=== Requirements ===
Rewrite the rows below, replacing "bounding boxes" with "bounding rectangles" wherever it occurs and leaving everything else unchanged.

=== Material ===

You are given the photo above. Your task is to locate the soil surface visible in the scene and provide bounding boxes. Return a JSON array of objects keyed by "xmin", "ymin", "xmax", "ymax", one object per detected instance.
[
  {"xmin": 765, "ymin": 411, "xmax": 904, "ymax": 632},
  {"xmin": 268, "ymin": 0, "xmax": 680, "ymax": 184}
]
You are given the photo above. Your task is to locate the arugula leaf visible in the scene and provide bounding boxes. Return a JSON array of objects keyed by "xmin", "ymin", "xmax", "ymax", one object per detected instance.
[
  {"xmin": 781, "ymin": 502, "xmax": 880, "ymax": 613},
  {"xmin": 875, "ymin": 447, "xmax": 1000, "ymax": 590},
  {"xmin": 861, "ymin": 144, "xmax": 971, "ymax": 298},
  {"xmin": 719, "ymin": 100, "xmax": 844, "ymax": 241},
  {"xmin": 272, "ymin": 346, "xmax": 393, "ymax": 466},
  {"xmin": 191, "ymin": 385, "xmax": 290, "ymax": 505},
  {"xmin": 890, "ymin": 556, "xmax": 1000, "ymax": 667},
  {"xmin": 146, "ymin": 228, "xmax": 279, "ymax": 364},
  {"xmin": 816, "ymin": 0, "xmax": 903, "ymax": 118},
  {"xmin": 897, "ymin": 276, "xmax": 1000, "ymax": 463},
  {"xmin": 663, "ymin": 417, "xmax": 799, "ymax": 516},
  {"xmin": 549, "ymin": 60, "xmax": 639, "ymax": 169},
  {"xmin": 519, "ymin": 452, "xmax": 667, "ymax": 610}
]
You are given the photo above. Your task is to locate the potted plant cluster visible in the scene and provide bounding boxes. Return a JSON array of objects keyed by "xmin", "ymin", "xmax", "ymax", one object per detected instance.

=== Answer for the task ===
You are given the photo above. Your task is to locate the soil surface visible in the scene and provide bounding rectangles. Return a JSON array of objects keyed by "xmin", "ymin", "xmax", "ymax", one object per detected instance.
[
  {"xmin": 765, "ymin": 411, "xmax": 904, "ymax": 632},
  {"xmin": 268, "ymin": 0, "xmax": 680, "ymax": 184}
]
You are given the photo above. Your task is to locate the arugula leaf visible in the scene and provide bounding rectangles. Return a JSON array of objects keyed by "xmin", "ymin", "xmax", "ymax", one object per detected instance.
[
  {"xmin": 781, "ymin": 502, "xmax": 880, "ymax": 613},
  {"xmin": 875, "ymin": 447, "xmax": 1000, "ymax": 590},
  {"xmin": 861, "ymin": 144, "xmax": 971, "ymax": 298},
  {"xmin": 719, "ymin": 100, "xmax": 844, "ymax": 241},
  {"xmin": 272, "ymin": 346, "xmax": 393, "ymax": 466},
  {"xmin": 191, "ymin": 385, "xmax": 290, "ymax": 505},
  {"xmin": 890, "ymin": 556, "xmax": 1000, "ymax": 667},
  {"xmin": 146, "ymin": 228, "xmax": 279, "ymax": 364},
  {"xmin": 816, "ymin": 0, "xmax": 903, "ymax": 118},
  {"xmin": 897, "ymin": 276, "xmax": 1000, "ymax": 463},
  {"xmin": 663, "ymin": 417, "xmax": 799, "ymax": 516},
  {"xmin": 549, "ymin": 60, "xmax": 639, "ymax": 169},
  {"xmin": 519, "ymin": 452, "xmax": 667, "ymax": 610}
]
You are given the photo above. Your task is to locate the potted plant cluster visible in the scene and provide bounding rectangles. Return a JSON array of objects keyed by "xmin", "ymin", "xmax", "ymax", one object per detected instance.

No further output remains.